## Excerpted passage
----------------

- Anders and Johanna Olsson Farm
- U.S. National Register of Historic Places
- Nearest city: New Sweden, Maine
- Coordinates: 46°57′56″N 68°10′3″W﻿ / ﻿46.96556°N 68.16750°W
- Area: 60 acres (24 ha)
- Built: 1871
- Architectural style: Maine Swedish Log House
- NRHP reference No.: 96000245
- Added to NRHP: March 7, 1996

= Anders and Johanna Olsson Farm =

The Anders and Johanna Olsson Farm is a historic farmstead at 354 West Road in New Sweden, Maine, United States. It includes surviving elements of both a log house and log barn built in the late 19th century by Anders Olsson, a Swedish immigrant. The barn is the only known surviving barn in Maine to have been built during the wave of Swedish immigration in the later decades of the 19th century. The property was listed on the National Register of Historic Places in 1996.

----------------

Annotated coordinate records
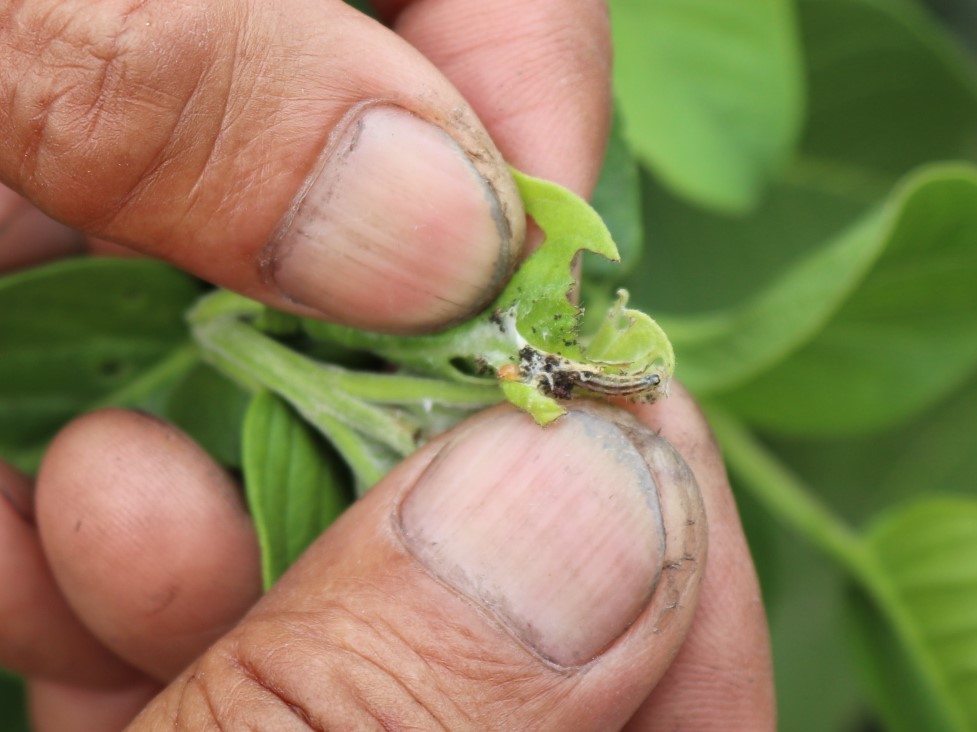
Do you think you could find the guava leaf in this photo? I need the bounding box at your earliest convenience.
[662,165,977,434]
[611,0,804,211]
[0,257,201,470]
[241,391,352,589]
[712,165,977,435]
[797,0,977,180]
[856,497,977,732]
[162,363,250,468]
[307,171,674,424]
[584,109,645,286]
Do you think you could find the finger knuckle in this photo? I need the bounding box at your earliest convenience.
[196,604,552,730]
[0,0,234,228]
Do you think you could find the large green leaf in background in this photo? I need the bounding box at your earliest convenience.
[771,371,977,524]
[0,668,30,732]
[0,258,200,469]
[856,497,977,732]
[162,363,250,468]
[626,0,977,320]
[611,0,803,211]
[798,0,977,177]
[712,166,977,435]
[582,110,644,286]
[242,391,352,589]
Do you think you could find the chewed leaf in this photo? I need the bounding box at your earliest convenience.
[294,170,675,425]
[502,381,567,427]
[504,170,619,357]
[586,290,675,386]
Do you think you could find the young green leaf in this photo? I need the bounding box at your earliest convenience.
[856,498,977,732]
[582,109,644,286]
[0,257,200,470]
[241,391,352,589]
[611,0,803,211]
[298,171,674,425]
[162,363,250,468]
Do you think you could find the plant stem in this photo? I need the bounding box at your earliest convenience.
[193,317,417,457]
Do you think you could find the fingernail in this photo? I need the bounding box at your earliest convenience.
[400,411,665,667]
[268,105,521,331]
[0,461,34,524]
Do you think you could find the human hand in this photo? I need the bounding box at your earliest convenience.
[0,2,772,730]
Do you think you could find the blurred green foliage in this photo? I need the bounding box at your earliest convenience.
[604,0,977,732]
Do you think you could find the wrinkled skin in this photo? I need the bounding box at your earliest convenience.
[0,0,775,732]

----------------

## Instruction
Answer these questions from the text about the Anders and Johanna Olsson Farm:
1. What area does the property cover?
2. On what date was it added to the National Register of Historic Places?
3. At what street address does the farmstead stand?

## Written reply
1. 60 acres (24 ha)
2. March 7, 1996
3. 354 West Road in New Sweden, Maine